TASK INPUT:
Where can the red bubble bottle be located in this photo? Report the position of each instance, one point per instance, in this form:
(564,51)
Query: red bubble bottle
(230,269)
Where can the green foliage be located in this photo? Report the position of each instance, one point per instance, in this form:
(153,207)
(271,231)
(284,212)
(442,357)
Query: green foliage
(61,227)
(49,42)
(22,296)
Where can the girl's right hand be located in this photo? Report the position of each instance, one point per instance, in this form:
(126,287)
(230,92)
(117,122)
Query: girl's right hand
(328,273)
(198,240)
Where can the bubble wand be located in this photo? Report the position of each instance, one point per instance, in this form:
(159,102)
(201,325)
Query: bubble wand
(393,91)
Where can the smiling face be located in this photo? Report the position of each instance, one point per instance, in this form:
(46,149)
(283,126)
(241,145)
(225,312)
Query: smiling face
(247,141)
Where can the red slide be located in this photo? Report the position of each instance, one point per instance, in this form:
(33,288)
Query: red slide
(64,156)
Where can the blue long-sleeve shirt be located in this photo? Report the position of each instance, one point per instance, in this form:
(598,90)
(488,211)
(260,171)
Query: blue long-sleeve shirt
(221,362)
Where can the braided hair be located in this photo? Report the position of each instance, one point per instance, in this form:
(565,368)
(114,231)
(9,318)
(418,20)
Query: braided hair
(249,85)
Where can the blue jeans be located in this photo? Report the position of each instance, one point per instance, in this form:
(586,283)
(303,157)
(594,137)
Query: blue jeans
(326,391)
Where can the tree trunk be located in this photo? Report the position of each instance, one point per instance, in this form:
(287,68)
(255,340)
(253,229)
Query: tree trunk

WHAT THE EXERCISE ASKS: Please convert every line of the entries above into a numbered list, leaving out any blank lines.

IN RESPONSE:
1. Where can the red bubble bottle be located in this photo? Report the position of each instance, one point per instance, in this form:
2. (564,51)
3. Query: red bubble bottle
4. (230,269)
5. Where can the green foliage be located in this photo? Report the position of each instance, one point per instance, in this form:
6. (153,207)
7. (271,231)
8. (284,212)
9. (442,357)
10. Query: green foliage
11. (61,227)
12. (49,42)
13. (22,296)
14. Where can the girl's right hand be located in this photo? Report the position of each instance, one point per instance, in this form:
15. (126,287)
16. (230,92)
17. (117,122)
18. Query: girl's right hand
19. (328,273)
20. (198,240)
21. Where can the bubble wand be located in this photo? Report the position of each instance, one point per instance, in this form:
22. (159,102)
23. (201,325)
24. Query: bubble wand
25. (393,91)
26. Where can the smiling face be located in this photo? Report the position of each instance, one point per instance, in this form:
27. (46,149)
28. (283,126)
29. (241,145)
30. (225,312)
31. Query: smiling face
32. (247,141)
33. Where can the red slide be located in this photo? Report the position of each instance, one point per instance, in this form:
34. (33,288)
35. Query: red slide
36. (64,156)
37. Where can the blue long-sleeve shirt be located in this photo? Report the position of each instance, one point per instance, in this form:
38. (598,90)
39. (488,211)
40. (260,171)
41. Query: blue long-sleeve shirt
42. (221,362)
43. Where can the braided hair be located in this photo? Report the position of each instance, one point per instance, in this form:
44. (565,368)
45. (114,231)
46. (9,318)
47. (418,20)
48. Query: braided hair
49. (249,85)
50. Where can the blue jeans be located in this photo? Report the position of each instance, one point per instance, in this form:
51. (586,283)
52. (303,157)
53. (594,137)
54. Query: blue jeans
55. (326,391)
56. Where can the tree trunk be located in this photo? Report the position of each instance, one point per instance, in this form:
57. (287,68)
58. (255,340)
59. (253,229)
60. Query: tree trunk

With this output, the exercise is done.